__Given passage__:
.....
You have cheated a little in the first paragraph (creating false tension) by having the viewpoint character not use the guard's name - Keigo. If the viewpoint character knows who the guard is, then his name should be used and include that he was wearing his uniform and standing (or sitting) guard as usual. I assume he is sitting since he stands in last paragraph, although this isn't clear.

You are also telling and not showing. In doing so, you are using filters - "I could see", "knowing", "look". The use of these is not necessarily wrong, but they should be used as sparingly as possible. Consider what made Keigo appear suspicious. Did he furrow his eyebrows or raise one inquisitively? Instead of telling us that his suspicion was growing, all you really need is "He glanced repeatedly from the screen to me." Instead of adding 'he still didn't look convinced', simply add question mark at end of "It is you...(?)"

There are some minor grammar and punctuation details to consider:
- no comma is needed in the first sentence.
.....
__Aim__: Copy the stretch of the writing critique from "You are also" through "the first sentence.", putting "rarely" in place of "sparingly". The lines below were taken from a separate source.

[Lines contained in a dataset]
.....
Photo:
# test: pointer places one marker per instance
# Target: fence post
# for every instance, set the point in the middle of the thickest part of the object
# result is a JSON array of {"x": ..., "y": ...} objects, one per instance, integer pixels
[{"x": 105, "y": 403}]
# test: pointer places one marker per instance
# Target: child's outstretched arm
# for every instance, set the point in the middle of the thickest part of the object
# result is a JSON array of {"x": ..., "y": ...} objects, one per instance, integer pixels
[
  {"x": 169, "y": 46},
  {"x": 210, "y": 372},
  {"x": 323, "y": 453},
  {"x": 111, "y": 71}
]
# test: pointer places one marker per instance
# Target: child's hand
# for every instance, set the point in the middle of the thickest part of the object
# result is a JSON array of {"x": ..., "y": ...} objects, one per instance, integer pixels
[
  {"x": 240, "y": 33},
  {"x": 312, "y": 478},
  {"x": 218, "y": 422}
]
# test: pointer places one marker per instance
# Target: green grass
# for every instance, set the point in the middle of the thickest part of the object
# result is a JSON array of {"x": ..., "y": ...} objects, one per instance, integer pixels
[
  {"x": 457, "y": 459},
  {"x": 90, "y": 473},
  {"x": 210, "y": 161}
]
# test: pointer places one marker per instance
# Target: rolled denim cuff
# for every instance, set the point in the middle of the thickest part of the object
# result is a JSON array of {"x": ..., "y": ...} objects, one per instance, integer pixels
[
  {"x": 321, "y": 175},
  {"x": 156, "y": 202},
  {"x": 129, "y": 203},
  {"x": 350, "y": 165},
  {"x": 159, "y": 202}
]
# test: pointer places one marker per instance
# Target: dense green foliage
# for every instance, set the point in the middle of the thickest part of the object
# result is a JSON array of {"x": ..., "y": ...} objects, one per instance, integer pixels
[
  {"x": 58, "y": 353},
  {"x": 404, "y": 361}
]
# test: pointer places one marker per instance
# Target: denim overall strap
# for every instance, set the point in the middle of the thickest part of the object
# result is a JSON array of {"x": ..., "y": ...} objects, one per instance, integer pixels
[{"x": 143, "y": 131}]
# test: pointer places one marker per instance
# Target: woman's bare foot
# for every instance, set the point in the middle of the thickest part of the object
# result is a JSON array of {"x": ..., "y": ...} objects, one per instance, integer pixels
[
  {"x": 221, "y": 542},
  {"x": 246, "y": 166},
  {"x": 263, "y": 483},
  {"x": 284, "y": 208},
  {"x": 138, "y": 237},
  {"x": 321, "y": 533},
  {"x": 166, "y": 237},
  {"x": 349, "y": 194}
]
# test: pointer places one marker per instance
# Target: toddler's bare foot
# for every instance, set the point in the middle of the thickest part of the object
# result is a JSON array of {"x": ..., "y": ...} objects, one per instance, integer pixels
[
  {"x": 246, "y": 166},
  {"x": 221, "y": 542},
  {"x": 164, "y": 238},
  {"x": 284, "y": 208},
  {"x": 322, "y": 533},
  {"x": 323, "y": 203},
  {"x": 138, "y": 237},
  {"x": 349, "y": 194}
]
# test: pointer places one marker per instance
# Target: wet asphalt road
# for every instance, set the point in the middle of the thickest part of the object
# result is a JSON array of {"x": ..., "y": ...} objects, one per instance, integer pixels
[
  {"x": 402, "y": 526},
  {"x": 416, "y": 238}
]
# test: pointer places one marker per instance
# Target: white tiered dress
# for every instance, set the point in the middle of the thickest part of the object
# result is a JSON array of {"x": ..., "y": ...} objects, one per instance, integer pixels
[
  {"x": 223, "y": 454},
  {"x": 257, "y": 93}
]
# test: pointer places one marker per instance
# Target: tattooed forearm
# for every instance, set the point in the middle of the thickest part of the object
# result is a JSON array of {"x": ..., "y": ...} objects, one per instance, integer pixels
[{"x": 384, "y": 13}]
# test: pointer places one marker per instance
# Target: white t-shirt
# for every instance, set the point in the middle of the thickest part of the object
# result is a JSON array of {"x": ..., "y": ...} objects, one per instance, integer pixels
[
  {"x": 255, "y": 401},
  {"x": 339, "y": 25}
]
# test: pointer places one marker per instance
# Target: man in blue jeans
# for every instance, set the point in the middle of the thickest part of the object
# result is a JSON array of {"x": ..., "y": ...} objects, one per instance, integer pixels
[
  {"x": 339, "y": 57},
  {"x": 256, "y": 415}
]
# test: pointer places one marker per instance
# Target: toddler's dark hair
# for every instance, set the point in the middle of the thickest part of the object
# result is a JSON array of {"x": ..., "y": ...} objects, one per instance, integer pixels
.....
__Task solution__:
You are also telling and not showing. In doing so, you are using filters - "I could see", "knowing", "look". The use of these is not necessarily wrong, but they should be used as rarely as possible. Consider what made Keigo appear suspicious. Did he furrow his eyebrows or raise one inquisitively? Instead of telling us that his suspicion was growing, all you really need is "He glanced repeatedly from the screen to me." Instead of adding 'he still didn't look convinced', simply add question mark at end of "It is you...(?)"

There are some minor grammar and punctuation details to consider:
- no comma is needed in the first sentence.